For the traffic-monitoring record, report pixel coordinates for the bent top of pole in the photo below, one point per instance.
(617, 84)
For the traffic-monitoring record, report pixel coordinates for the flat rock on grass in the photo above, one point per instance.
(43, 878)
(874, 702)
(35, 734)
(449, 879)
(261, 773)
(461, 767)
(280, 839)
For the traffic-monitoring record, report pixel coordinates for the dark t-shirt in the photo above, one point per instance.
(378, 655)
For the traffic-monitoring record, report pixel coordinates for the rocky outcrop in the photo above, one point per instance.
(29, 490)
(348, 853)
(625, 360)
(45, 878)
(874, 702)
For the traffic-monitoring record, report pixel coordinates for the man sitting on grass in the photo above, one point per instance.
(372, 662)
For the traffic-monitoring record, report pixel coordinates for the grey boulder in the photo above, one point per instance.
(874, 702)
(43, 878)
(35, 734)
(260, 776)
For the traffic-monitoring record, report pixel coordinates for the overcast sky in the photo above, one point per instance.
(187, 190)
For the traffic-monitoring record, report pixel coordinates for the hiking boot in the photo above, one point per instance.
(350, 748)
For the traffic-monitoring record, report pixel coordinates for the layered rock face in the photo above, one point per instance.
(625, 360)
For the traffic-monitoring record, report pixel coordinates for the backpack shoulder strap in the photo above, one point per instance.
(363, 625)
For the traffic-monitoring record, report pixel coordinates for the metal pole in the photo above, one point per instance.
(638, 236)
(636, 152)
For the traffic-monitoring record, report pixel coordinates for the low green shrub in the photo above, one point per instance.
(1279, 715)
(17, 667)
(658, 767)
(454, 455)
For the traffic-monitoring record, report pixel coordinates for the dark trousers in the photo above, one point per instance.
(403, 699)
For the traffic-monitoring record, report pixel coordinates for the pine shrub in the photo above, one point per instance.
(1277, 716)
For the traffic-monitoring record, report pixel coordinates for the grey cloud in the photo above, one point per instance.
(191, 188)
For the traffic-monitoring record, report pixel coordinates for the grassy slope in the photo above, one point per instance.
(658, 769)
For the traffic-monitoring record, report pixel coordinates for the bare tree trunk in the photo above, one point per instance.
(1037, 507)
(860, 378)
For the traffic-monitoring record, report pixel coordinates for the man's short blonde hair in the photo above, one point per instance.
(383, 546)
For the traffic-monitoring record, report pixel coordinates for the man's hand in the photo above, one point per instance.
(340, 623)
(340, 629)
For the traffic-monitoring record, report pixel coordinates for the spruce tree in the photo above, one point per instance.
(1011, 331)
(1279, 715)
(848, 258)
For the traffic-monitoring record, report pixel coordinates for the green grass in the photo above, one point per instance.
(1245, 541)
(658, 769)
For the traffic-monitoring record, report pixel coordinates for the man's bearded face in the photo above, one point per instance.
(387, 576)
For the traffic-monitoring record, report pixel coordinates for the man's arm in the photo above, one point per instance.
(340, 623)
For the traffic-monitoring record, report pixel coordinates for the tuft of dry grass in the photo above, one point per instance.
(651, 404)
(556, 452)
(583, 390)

§ **Job**:
Rewrite the material from the line containing "the man's short" through its final line, both included and requests included. Multiply every coordinate in the answers by 2.45 and round each result to a whole number, rounding halves up.

§ **Exercise result**:
For the traffic-monitoring record, report pixel coordinates for the man's short blonde hair in the photo above, one point per instance.
(938, 1338)
For the traffic-monitoring record, report pixel coordinates for the man's hand in the photo above, one point per instance.
(833, 1526)
(833, 1541)
For the traffic-monitoring record, report pixel coordinates for the spruce tree in the photo above, one point per instance.
(2477, 811)
(3134, 1752)
(2078, 632)
For the traffic-monitoring record, report pixel coordinates for the green grass in the photo above, one point per instance.
(3050, 1325)
(1612, 1884)
For the traffic-monitoring record, report pixel coordinates for the man's bearded face in the photo above, one point per instance.
(948, 1411)
For the traffic-monitoring record, report pixel coordinates for the man's arm in the photo above, one point per instance.
(833, 1526)
For the traffic-monitoring record, report pixel coordinates for the tuft of dry grass in the photo above, one point per instance.
(1595, 990)
(1362, 1107)
(1428, 956)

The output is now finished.